- [WHAT TO PRODUCE]
The result must match the data exactly, line for line.

- [SUPPLIED ENTRIES]
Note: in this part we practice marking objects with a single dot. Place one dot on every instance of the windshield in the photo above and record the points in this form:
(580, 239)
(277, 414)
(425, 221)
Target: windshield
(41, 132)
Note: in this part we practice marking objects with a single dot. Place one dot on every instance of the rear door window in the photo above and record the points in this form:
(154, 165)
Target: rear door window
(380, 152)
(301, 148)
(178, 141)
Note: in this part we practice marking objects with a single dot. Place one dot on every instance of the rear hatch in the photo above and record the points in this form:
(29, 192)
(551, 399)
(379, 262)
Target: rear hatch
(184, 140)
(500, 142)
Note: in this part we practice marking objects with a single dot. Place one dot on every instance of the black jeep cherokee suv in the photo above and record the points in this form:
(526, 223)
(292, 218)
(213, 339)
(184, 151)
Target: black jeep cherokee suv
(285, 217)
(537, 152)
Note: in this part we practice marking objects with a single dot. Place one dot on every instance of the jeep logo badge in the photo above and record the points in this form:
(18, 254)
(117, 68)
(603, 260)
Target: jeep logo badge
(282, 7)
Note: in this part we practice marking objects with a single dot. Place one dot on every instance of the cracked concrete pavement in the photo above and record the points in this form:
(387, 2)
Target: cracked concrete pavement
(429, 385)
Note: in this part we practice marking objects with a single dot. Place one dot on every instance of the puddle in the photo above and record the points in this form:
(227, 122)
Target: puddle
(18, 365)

- [EXERCISE RESPONSE]
Note: in this part we practice marking objects with a single dot. Place one dot on every instance of the windshield in the photo above and record the points in this form:
(580, 239)
(277, 414)
(425, 221)
Target: windshield
(41, 132)
Note: in this part we practice marking objects with a single dot. Place one dot on every instance of the rear door window in the photo above and record the points in this form:
(154, 165)
Target: rear door window
(380, 152)
(301, 148)
(178, 141)
Note: in this part we practice marking objects with a single dot. Place one dot on every instance of the rear hatch in the photo above and record the points in this form:
(29, 192)
(551, 399)
(379, 262)
Target: rear hatch
(184, 140)
(500, 142)
Note: in this part we practice marking objects with a single dot. Place one dot on every instance of the black jeep cherokee suv in the photo above and record the points in this form:
(526, 223)
(292, 218)
(213, 339)
(184, 151)
Target: black jeep cherokee suv
(285, 217)
(537, 152)
Note: in this part we practice marking objects with a single dot. Place one dot on every instance of the jeep logo badge in the photo above and record the points in this form:
(18, 254)
(117, 68)
(603, 260)
Target: jeep logo badge
(282, 7)
Note: in this part we practice marking objects with a single dot. Place one dot on every instance of the cracked concrete pavement in the photo above and record the points in this form:
(387, 2)
Target: cracked concrete pavement
(429, 385)
Note: in this part we practice marking objects with a single dot. Place one dot on every instance of the puddle in the photo above and record the points in this form:
(227, 122)
Target: puddle
(18, 365)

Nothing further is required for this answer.